#### Task prompt:
Which lines of the data below contain the string "point"? Pick out each of them and copy it.
** Start of Supplied data **
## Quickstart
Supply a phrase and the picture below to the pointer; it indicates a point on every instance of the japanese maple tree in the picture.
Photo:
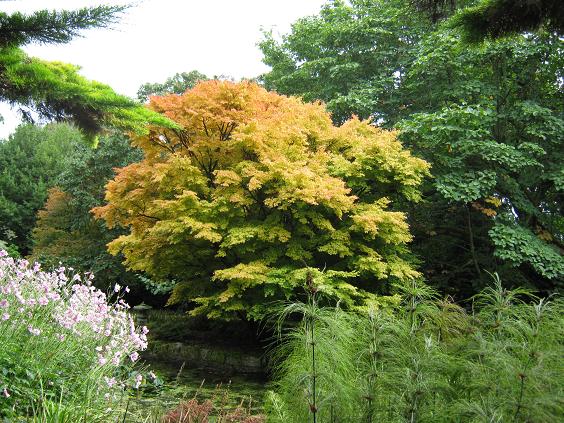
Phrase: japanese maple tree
(257, 189)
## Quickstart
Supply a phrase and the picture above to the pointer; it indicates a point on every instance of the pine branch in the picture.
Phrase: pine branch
(54, 27)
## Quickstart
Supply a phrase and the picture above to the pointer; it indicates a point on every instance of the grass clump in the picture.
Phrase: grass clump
(426, 360)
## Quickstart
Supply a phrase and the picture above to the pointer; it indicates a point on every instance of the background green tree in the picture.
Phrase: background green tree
(30, 161)
(487, 118)
(176, 84)
(66, 230)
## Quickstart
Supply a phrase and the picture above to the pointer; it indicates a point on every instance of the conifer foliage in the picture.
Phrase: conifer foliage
(255, 188)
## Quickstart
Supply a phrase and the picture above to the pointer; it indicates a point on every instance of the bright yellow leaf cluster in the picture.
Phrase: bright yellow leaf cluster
(256, 186)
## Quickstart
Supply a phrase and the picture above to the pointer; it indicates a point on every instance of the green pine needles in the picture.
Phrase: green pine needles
(427, 360)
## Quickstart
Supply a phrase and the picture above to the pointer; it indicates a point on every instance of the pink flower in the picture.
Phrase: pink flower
(110, 381)
(138, 380)
(33, 331)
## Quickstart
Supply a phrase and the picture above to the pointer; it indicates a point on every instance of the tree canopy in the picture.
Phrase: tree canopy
(54, 90)
(176, 84)
(30, 162)
(488, 118)
(255, 189)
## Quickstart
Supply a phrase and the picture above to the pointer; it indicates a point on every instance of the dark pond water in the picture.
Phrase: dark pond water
** End of Supplied data **
#### Correct answer:
Supply a phrase and the picture below to the pointer; it indicates a point on every instance of the japanese maple tree in the picture.
Supply a phrase and the picture above to the pointer; it indicates a point on every instance of the pine branch in the picture.
Supply a phrase and the picture above to the pointer; it indicates a point on every instance of the grass clump in the picture.
Supply a phrase and the picture above to the pointer; it indicates a point on every instance of the background green tree in the picture.
Supply a phrase and the picture above to the pointer; it indicates a point on every instance of the conifer foliage in the picture.
Supply a phrase and the picture above to the pointer; it indicates a point on every instance of the bright yellow leaf cluster in the picture.
Supply a phrase and the picture above to the pointer; it indicates a point on every instance of the green pine needles in the picture.
Supply a phrase and the picture above to the pointer; it indicates a point on every instance of the pink flower in the picture.
Supply a phrase and the picture above to the pointer; it indicates a point on every instance of the tree canopy in the picture.
Supply a phrase and the picture above to the pointer; it indicates a point on every instance of the dark pond water in the picture.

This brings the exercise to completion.